* [Фрагмент]
А насчёт демократии — тут уж более серьёзная проблема: институтов у нас не хватило, недопостроили. Казалось бы, девяностые годы — ужасно тяжёлое время, для всех было очень тяжело: например, для жителей моногородов, где закрылись все предприятия, — просто ужасно. А то, что воспоминание о тех годах для многих — воспоминание о свободе, — это тоже правда. Нельзя сказать, что правда была только на одной стороне. Ну, могу принять поправку, что свобода появилась ещё при Горбачёве, а в девяностые годы ещё сохранялась. Даже то, как люди тогда выживали (челноки, например), — это тоже в каком-то смысле результат свободы передвижения: можно ехать куда-то, предпринимательством заниматься. А вот демократии не получилось.
Дело не только в том, что ректор — это часть более широкой проблемы. Мне кажется, дело в том, что бюрократия (в широком смысле) рефлекторно, рефлексивно подавляет любую независимую активность. И ректоры тоже стали частью этой правящей бюрократии. В девяностые годы ослабло государство — это понятно. И в этом ослабленном государстве, понимая, что на него больше нельзя было положиться, люди стали создавать что-то своё. Автономные организации, сети взаимной поддержки, от бизнеса до некоммерческих организаций (например, родители больных детей) — это были попытки создать что-то независимое от государства: раз оно бросило, мы будем сами организовываться. И если бы эта линия продолжалась — могло бы вырасти мощное общество, на котором, как на фундаменте, можно было бы строить демократию. Но потом развитие пошло по другому пути: как только бюрократия укрепилась, как только у неё появились ресурсы, она стала всё это появившееся подавлять. Ну, ещё примерно до 2010 года была огромная самоорганизация: кто-то с пожарами боролся, кто-то с наводнением в Крымске. Двадцать лет развития общества всё-таки привели к появлению этих горизонтальных структур, и казалось, что вот-вот…
Но потом бюрократия их-то и начала задавливать. И в последующие десятилетия даже Академию наук (уж на что всегда была лояльна) — и то лишили последних остатков автономии. И, понятно, вплоть до «Мемориала», который всегда рассматривался как не вполне лояльный. То есть всё, что не зависит от государства, всё, что не подчиняется напрямую государству, воспринималось как угроза. Вот и ректоры. На волне перестройки, когда их начали избирать, казалось: ректор — это первый среди профессоров. А потом вся эта пирамида перевернулась: теперь ректора хоть и выдвигают из профессоров, но назначают сверху. И теперь он чувствует себя иначе: теперь он не представитель профессуры перед властями, а надзирающий над профессорами от министерства. А это совсем другая идея.

* [Задания]
- 1) Перечислите примеры подавления бюрократией независимости из того абзаца фрагмента, который начинается словами «Но потом бюрократия».
- 2) Перескажите в виде краткого списка абзац фрагмента, начинающийся словами «Дело не только в том», сохранив его основные факты.
- 3) Кем, согласно фрагменту, теперь ощущает себя ректор?
Эти записи взяты из другого источника.

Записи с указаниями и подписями
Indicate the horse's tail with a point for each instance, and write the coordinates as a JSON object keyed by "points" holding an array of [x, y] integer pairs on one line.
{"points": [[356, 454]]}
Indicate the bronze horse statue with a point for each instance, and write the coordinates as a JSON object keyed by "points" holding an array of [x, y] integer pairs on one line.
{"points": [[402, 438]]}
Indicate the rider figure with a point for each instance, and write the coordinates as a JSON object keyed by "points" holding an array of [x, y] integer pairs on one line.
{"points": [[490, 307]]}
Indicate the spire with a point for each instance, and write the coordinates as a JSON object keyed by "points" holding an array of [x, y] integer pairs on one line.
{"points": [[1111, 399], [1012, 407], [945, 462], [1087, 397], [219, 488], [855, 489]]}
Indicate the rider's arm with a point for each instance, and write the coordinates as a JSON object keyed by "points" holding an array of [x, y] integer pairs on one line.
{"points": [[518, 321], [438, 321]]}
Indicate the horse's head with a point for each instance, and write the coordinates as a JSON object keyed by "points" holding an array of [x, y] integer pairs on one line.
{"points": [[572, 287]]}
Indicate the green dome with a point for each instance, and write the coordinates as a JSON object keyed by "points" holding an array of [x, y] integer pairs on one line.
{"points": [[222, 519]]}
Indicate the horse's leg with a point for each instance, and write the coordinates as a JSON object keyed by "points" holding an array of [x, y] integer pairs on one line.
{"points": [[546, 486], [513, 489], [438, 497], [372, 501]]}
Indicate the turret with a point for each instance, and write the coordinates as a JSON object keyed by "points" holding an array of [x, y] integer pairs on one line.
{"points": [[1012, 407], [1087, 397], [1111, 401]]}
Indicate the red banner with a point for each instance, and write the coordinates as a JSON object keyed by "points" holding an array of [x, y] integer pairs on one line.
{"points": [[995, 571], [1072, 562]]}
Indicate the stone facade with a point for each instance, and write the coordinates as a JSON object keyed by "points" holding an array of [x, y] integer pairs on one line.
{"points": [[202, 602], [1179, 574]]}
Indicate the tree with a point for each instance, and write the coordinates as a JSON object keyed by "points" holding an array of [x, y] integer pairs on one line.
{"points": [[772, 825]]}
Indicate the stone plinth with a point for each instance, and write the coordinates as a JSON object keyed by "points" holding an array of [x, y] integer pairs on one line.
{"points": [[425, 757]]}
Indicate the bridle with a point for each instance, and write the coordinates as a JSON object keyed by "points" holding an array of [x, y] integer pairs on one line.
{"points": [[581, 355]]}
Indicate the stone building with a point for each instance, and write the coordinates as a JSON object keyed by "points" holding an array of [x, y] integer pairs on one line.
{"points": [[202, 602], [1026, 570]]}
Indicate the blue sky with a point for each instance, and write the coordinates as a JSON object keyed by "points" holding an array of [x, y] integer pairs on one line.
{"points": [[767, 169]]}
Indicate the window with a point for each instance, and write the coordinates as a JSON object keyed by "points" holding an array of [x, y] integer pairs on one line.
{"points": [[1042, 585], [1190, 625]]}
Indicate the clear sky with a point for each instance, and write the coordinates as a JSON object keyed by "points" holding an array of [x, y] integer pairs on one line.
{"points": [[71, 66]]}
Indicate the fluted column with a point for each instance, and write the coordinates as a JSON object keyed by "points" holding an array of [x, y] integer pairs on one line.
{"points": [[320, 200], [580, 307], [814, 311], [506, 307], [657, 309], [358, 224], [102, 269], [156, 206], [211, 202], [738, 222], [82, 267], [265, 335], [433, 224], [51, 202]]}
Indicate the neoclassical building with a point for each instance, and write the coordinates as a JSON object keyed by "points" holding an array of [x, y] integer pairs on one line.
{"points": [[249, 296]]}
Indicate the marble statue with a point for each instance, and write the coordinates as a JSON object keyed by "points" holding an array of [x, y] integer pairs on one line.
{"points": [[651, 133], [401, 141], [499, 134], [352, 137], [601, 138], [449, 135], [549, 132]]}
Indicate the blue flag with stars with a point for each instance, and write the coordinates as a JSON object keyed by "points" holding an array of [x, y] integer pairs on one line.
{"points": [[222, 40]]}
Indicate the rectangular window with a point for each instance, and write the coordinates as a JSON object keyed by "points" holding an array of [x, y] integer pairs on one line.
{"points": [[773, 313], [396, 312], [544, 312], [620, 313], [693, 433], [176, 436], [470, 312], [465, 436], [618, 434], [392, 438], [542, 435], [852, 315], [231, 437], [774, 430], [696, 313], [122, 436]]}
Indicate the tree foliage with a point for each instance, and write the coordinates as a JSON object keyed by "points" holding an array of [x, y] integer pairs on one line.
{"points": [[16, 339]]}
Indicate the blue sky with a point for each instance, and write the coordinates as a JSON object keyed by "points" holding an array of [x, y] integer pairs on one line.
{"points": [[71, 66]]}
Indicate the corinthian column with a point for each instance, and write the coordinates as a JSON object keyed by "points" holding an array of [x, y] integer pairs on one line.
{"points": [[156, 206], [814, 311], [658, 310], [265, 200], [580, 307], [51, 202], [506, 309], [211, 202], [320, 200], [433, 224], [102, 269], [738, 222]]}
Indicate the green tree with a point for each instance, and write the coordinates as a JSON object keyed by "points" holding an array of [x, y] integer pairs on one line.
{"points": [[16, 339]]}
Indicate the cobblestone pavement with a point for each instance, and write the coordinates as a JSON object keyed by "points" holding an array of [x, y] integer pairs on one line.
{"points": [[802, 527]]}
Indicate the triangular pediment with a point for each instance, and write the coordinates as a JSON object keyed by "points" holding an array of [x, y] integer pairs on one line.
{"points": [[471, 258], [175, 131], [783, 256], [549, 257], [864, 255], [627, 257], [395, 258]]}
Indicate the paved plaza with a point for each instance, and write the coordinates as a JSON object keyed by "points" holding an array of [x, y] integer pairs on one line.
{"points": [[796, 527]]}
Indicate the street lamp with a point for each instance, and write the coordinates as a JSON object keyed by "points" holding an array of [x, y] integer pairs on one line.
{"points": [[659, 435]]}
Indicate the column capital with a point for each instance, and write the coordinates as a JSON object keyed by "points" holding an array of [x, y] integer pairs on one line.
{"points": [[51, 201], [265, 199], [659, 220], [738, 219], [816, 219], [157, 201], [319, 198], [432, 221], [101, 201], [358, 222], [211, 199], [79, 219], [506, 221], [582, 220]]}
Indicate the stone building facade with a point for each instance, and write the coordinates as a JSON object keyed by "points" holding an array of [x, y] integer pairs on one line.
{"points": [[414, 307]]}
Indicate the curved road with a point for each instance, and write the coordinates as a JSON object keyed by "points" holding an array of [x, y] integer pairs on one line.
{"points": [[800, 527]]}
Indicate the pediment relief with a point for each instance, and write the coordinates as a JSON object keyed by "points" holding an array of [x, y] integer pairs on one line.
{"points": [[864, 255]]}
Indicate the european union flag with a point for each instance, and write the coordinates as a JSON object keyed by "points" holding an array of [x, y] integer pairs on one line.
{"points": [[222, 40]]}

* [Ответы]
- 1)
- Академия наук, которую лишили последних остатков автономии.
- «Мемориал», который всегда рассматривался как не вполне лояльный.
- Ректоры, которых теперь выдвигают из профессоров, но назначают сверху.

- 2)
- Бюрократия рефлекторно подавляет любую независимую активность, и ректоры стали частью правящей бюрократии.
- В девяностые годы государство ослабло, и люди, не надеясь на него, начали сами создавать автономные организации и сети взаимной поддержки, от бизнеса до некоммерческих организаций.
- Если бы эта линия продолжилась, могло бы вырасти мощное общество, на котором можно было бы строить демократию.
- Укрепившись и получив ресурсы, бюрократия стала подавлять всё, что возникло.
- Примерно до 2010 года самоорганизация оставалась огромной: люди боролись с пожарами и с наводнением в Крымске.
- За двадцать лет развития общества появились горизонтальные структуры.

- 3) Ректор теперь ощущает себя не представителем профессуры перед властями, а надзирающим над профессорами от министерства.